▸ WHAT YOU WILL DO
Rewrite the records below with "white cloud" changed to "pale cloud" and everything else unchanged, leaving out the pictures.

── RECORDS PROVIDED ──

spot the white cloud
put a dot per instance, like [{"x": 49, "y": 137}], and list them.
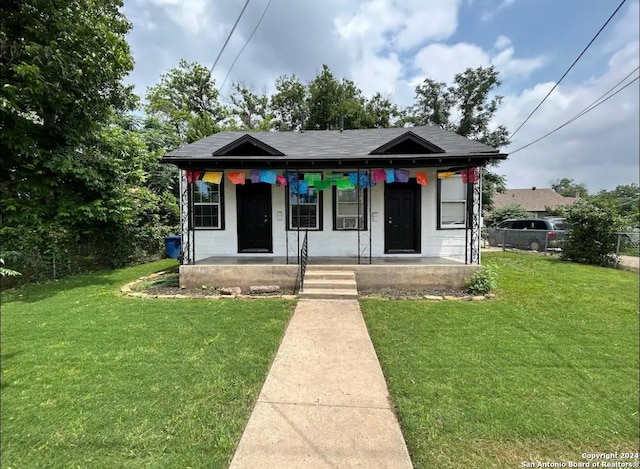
[
  {"x": 502, "y": 42},
  {"x": 193, "y": 16},
  {"x": 441, "y": 61},
  {"x": 399, "y": 24},
  {"x": 391, "y": 45},
  {"x": 512, "y": 67},
  {"x": 599, "y": 148}
]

───

▸ FULL ANSWER
spot the pale cloud
put a dot per instance, like [{"x": 49, "y": 137}], and list them.
[
  {"x": 502, "y": 42},
  {"x": 193, "y": 16},
  {"x": 441, "y": 61},
  {"x": 399, "y": 24},
  {"x": 391, "y": 45},
  {"x": 512, "y": 67},
  {"x": 599, "y": 148}
]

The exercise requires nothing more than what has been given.